▸ The request:
Present every line of the records below as a numbered list, skipping blank lines. Leave the pictures out of your answer.

▸ Data rows:
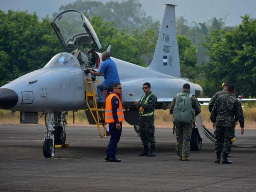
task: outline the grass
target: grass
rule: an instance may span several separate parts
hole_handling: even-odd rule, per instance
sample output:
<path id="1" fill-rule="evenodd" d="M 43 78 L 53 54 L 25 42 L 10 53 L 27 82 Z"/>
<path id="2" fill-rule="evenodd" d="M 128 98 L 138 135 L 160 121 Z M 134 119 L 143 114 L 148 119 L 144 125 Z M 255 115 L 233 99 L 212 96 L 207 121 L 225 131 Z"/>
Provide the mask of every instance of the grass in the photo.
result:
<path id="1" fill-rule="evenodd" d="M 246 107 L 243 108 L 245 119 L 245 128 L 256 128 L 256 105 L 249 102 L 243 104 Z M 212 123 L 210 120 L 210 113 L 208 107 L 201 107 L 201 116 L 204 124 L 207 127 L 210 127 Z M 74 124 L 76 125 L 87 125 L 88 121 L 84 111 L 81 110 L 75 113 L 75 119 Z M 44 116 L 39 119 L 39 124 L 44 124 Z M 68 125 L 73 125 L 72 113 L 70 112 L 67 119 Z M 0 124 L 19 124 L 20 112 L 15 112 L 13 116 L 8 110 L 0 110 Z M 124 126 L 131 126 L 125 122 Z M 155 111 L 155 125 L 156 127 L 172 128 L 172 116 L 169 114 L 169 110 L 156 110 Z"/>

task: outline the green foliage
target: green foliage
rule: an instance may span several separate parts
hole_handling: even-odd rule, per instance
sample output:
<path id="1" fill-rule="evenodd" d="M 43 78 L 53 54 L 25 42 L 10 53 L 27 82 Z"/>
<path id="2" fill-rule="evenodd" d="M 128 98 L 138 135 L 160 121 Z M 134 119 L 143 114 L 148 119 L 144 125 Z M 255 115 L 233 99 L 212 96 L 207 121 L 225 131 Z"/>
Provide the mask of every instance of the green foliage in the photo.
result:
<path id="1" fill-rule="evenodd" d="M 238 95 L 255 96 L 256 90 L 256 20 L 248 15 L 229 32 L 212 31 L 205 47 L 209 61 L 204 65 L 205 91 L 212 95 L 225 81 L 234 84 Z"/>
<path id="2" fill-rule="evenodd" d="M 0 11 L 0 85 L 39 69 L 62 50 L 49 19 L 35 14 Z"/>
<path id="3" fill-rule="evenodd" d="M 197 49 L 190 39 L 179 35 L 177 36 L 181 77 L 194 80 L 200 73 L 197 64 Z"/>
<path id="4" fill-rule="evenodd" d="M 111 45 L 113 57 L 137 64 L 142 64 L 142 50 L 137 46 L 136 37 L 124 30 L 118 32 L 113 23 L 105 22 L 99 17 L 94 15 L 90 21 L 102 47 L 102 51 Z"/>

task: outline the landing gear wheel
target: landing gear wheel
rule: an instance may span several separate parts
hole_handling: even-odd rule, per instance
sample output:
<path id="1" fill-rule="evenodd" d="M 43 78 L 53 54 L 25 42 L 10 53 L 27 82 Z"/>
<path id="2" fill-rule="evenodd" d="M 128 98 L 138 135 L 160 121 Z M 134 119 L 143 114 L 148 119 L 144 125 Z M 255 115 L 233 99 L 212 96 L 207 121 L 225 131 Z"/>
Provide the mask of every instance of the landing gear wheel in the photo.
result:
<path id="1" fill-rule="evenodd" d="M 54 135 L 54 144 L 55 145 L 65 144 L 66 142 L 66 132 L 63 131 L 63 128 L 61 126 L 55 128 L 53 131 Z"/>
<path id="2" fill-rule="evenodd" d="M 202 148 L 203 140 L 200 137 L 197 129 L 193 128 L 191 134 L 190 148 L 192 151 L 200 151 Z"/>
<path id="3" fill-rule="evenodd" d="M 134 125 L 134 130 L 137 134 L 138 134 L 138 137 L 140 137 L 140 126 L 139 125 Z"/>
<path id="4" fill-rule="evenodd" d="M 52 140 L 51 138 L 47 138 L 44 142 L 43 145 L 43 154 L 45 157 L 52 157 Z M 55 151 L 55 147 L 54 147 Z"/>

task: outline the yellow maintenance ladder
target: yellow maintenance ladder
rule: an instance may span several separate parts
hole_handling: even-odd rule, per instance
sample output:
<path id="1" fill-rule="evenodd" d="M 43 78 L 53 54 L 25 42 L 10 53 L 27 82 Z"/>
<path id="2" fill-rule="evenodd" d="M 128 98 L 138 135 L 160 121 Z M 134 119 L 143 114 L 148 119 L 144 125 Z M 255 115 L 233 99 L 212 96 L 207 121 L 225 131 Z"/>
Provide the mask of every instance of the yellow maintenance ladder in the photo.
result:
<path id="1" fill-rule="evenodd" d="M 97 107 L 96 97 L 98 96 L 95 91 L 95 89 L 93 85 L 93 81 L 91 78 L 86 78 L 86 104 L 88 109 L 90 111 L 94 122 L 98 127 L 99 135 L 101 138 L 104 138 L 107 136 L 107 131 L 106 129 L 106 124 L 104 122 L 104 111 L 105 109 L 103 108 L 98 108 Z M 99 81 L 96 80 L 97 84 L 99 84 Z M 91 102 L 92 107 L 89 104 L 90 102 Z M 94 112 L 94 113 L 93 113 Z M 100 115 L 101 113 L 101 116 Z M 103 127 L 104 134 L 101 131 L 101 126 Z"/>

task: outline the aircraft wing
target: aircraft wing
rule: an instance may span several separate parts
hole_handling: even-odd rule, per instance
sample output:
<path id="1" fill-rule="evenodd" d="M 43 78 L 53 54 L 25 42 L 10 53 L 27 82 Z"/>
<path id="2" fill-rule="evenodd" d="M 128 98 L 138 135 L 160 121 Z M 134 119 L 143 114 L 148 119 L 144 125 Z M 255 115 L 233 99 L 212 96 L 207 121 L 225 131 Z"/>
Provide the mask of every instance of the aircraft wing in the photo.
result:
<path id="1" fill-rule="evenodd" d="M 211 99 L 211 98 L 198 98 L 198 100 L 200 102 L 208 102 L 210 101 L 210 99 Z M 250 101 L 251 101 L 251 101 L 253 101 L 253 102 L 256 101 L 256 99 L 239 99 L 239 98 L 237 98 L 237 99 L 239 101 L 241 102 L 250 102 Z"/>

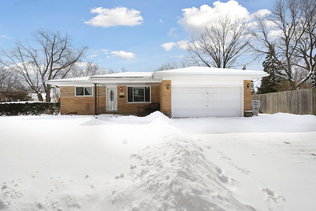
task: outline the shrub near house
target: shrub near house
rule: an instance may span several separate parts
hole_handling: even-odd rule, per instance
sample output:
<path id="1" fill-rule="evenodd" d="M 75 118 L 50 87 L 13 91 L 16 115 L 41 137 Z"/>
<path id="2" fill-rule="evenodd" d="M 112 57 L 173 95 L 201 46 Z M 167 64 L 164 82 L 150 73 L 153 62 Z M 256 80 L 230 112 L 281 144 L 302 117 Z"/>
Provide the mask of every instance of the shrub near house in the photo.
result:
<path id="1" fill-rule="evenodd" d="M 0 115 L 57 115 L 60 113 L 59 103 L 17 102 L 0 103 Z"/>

▸ Output:
1. task: outline the grass
2. target: grass
3. rule: an instance may span several separate parts
4. hole_handling: even-odd rule, per instance
5. sample output:
6. <path id="1" fill-rule="evenodd" d="M 43 78 L 53 54 L 25 42 L 10 53 L 27 82 Z"/>
7. <path id="2" fill-rule="evenodd" d="M 128 98 L 138 135 L 160 121 Z M 134 119 L 143 114 L 148 119 L 144 125 Z M 255 115 L 233 99 L 212 96 L 207 121 L 225 131 Z"/>
8. Provide the mask of every instance of the grass in the photo.
9. result:
10. <path id="1" fill-rule="evenodd" d="M 246 107 L 243 108 L 245 119 L 245 128 L 256 128 L 256 105 L 249 102 L 243 104 Z M 212 123 L 210 120 L 210 113 L 208 107 L 201 107 L 201 116 L 204 124 L 207 127 L 210 127 Z M 74 124 L 76 125 L 87 125 L 88 121 L 84 111 L 81 110 L 75 113 L 75 119 Z M 44 116 L 39 119 L 39 124 L 44 124 Z M 68 125 L 73 125 L 72 113 L 70 112 L 67 119 Z M 0 124 L 19 124 L 20 112 L 15 112 L 13 116 L 8 110 L 0 110 Z M 124 126 L 131 126 L 125 122 Z M 155 111 L 155 125 L 156 127 L 172 128 L 172 116 L 169 114 L 169 110 L 156 110 Z"/>
11. task: outline the green foliage
12. target: green foliage
13. rule: an instance may span several separate parts
14. hole_handling: even-odd rule, per instance
15. sample output:
16. <path id="1" fill-rule="evenodd" d="M 43 78 L 53 54 L 25 42 L 10 53 L 27 82 Z"/>
17. <path id="2" fill-rule="evenodd" d="M 128 98 L 138 135 L 160 121 Z M 134 119 L 143 114 L 148 119 L 144 125 Z M 255 115 L 233 99 L 212 96 L 207 121 L 225 131 Z"/>
18. Provide the mask of every instance of the green foliage in the photo.
19. result:
20. <path id="1" fill-rule="evenodd" d="M 238 95 L 255 96 L 256 90 L 256 20 L 248 15 L 229 32 L 212 31 L 205 47 L 209 61 L 204 65 L 205 91 L 212 95 L 225 81 L 234 84 Z"/>
21. <path id="2" fill-rule="evenodd" d="M 0 11 L 0 85 L 39 69 L 62 50 L 49 19 L 35 14 Z"/>
22. <path id="3" fill-rule="evenodd" d="M 197 49 L 190 39 L 179 35 L 177 36 L 181 77 L 194 80 L 200 73 L 197 64 Z"/>
23. <path id="4" fill-rule="evenodd" d="M 111 45 L 113 57 L 137 64 L 142 64 L 142 50 L 137 46 L 136 37 L 124 30 L 118 32 L 113 23 L 105 22 L 99 17 L 94 15 L 90 21 L 102 47 L 102 51 Z"/>
24. task: outline the landing gear wheel
25. target: landing gear wheel
26. rule: an instance may span several separate parts
27. hole_handling: even-odd rule, per instance
28. sample output:
29. <path id="1" fill-rule="evenodd" d="M 43 78 L 53 54 L 25 42 L 10 53 L 27 82 Z"/>
30. <path id="2" fill-rule="evenodd" d="M 128 98 L 138 135 L 160 121 Z M 134 119 L 143 114 L 148 119 L 144 125 Z M 255 115 L 233 99 L 212 96 L 207 121 L 225 131 Z"/>
31. Provide the mask of every instance of the landing gear wheel in the photo.
32. result:
33. <path id="1" fill-rule="evenodd" d="M 54 135 L 54 144 L 55 145 L 65 144 L 66 142 L 66 132 L 63 131 L 63 128 L 61 126 L 55 128 L 53 131 Z"/>
34. <path id="2" fill-rule="evenodd" d="M 202 148 L 203 140 L 200 137 L 197 129 L 193 128 L 191 134 L 190 148 L 192 151 L 200 151 Z"/>
35. <path id="3" fill-rule="evenodd" d="M 134 125 L 134 130 L 137 134 L 138 134 L 138 137 L 140 137 L 140 126 L 139 125 Z"/>
36. <path id="4" fill-rule="evenodd" d="M 52 140 L 51 138 L 47 138 L 44 142 L 43 145 L 43 154 L 45 157 L 52 157 Z M 55 151 L 55 147 L 54 147 Z"/>
37. task: outline the yellow maintenance ladder
38. target: yellow maintenance ladder
39. rule: an instance may span several separate parts
40. hole_handling: even-odd rule, per instance
41. sample output:
42. <path id="1" fill-rule="evenodd" d="M 43 78 L 53 54 L 25 42 L 10 53 L 27 82 Z"/>
43. <path id="2" fill-rule="evenodd" d="M 128 98 L 138 135 L 160 121 Z M 134 119 L 143 114 L 148 119 L 144 125 Z M 255 115 L 233 99 L 212 96 L 207 121 L 225 131 Z"/>
44. Provide the mask of every instance of the yellow maintenance ladder in the photo.
45. result:
46. <path id="1" fill-rule="evenodd" d="M 97 107 L 96 97 L 98 96 L 95 91 L 95 89 L 93 85 L 93 81 L 91 78 L 86 78 L 86 104 L 88 109 L 90 111 L 94 122 L 98 127 L 99 135 L 101 138 L 104 138 L 107 136 L 107 131 L 106 129 L 106 124 L 104 122 L 104 111 L 105 109 L 103 108 L 98 108 Z M 99 81 L 96 80 L 97 84 L 99 84 Z M 91 102 L 92 107 L 89 104 L 90 102 Z M 94 112 L 94 113 L 93 113 Z M 100 115 L 101 113 L 101 116 Z M 103 127 L 104 134 L 101 131 L 101 126 Z"/>
47. task: outline the aircraft wing
48. target: aircraft wing
49. rule: an instance may span several separate parts
50. hole_handling: even-odd rule, per instance
51. sample output:
52. <path id="1" fill-rule="evenodd" d="M 43 78 L 53 54 L 25 42 L 10 53 L 27 82 Z"/>
53. <path id="2" fill-rule="evenodd" d="M 128 98 L 138 135 L 160 121 Z M 134 119 L 143 114 L 148 119 L 144 125 Z M 255 115 L 233 99 L 212 96 L 207 121 L 225 131 Z"/>
54. Provide the mask of every instance of the aircraft wing in the photo.
55. result:
56. <path id="1" fill-rule="evenodd" d="M 211 99 L 211 98 L 198 98 L 198 100 L 200 102 L 208 102 L 210 101 L 210 99 Z M 250 101 L 251 101 L 251 101 L 253 101 L 253 102 L 256 101 L 256 99 L 239 99 L 239 98 L 237 98 L 237 99 L 239 101 L 241 102 L 250 102 Z"/>
57. task: outline the shrub near house
58. target: shrub near house
59. rule: an instance may span several separate parts
60. hole_handling: even-odd rule, per instance
61. sample output:
62. <path id="1" fill-rule="evenodd" d="M 75 118 L 50 87 L 13 91 L 16 115 L 41 137 Z"/>
63. <path id="2" fill-rule="evenodd" d="M 112 57 L 173 95 L 201 46 Z M 167 64 L 164 82 L 150 73 L 153 62 Z M 256 80 L 230 112 L 281 144 L 302 117 Z"/>
64. Provide the mask of every instance of the shrub near house in the photo.
65. result:
66. <path id="1" fill-rule="evenodd" d="M 0 115 L 57 115 L 60 113 L 59 103 L 17 102 L 0 103 Z"/>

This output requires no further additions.